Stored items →
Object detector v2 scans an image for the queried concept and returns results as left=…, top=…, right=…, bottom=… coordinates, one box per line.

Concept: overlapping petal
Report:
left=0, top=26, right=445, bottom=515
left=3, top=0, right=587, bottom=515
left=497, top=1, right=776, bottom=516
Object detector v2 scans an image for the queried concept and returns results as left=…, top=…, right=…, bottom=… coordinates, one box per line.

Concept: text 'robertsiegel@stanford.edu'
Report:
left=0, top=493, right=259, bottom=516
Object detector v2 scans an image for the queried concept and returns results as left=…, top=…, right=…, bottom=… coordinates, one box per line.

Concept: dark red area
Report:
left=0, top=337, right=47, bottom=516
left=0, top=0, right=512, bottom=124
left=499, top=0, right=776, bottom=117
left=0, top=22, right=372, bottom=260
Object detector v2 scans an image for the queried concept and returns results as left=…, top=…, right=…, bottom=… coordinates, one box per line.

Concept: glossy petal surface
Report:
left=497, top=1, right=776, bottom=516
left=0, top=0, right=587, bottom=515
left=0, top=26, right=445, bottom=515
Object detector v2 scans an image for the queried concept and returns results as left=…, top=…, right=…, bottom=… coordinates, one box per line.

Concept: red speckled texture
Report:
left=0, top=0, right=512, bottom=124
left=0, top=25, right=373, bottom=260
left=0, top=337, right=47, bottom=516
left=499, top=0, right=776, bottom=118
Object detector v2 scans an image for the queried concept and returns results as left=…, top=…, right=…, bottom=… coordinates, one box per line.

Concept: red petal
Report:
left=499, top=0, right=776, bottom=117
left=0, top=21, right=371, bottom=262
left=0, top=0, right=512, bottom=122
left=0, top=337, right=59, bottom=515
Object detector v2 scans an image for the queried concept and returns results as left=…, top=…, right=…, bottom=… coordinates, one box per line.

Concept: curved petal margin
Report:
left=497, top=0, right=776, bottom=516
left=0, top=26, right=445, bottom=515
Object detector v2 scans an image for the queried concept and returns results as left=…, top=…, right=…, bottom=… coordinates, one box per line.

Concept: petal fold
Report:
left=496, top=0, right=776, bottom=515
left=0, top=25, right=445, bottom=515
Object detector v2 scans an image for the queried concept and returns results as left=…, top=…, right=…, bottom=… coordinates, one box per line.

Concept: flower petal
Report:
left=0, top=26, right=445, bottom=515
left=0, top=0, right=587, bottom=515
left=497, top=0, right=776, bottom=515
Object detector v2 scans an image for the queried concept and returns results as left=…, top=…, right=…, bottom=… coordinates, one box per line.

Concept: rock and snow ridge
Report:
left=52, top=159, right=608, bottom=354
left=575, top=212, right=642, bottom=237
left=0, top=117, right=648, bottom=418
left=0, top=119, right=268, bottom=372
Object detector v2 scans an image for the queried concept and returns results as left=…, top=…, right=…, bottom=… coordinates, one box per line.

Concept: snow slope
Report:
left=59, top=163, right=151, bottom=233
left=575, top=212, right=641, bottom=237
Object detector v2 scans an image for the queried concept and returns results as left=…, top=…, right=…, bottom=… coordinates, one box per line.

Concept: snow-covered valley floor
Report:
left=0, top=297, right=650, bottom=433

Instructions to follow → Return every line of the records above that contains the string "petal", treating case as significant.

Exercise solution →
Concept: overlapping petal
Concept: glossy petal surface
Concept: red petal
Concept: curved petal margin
Concept: petal fold
Concept: flower petal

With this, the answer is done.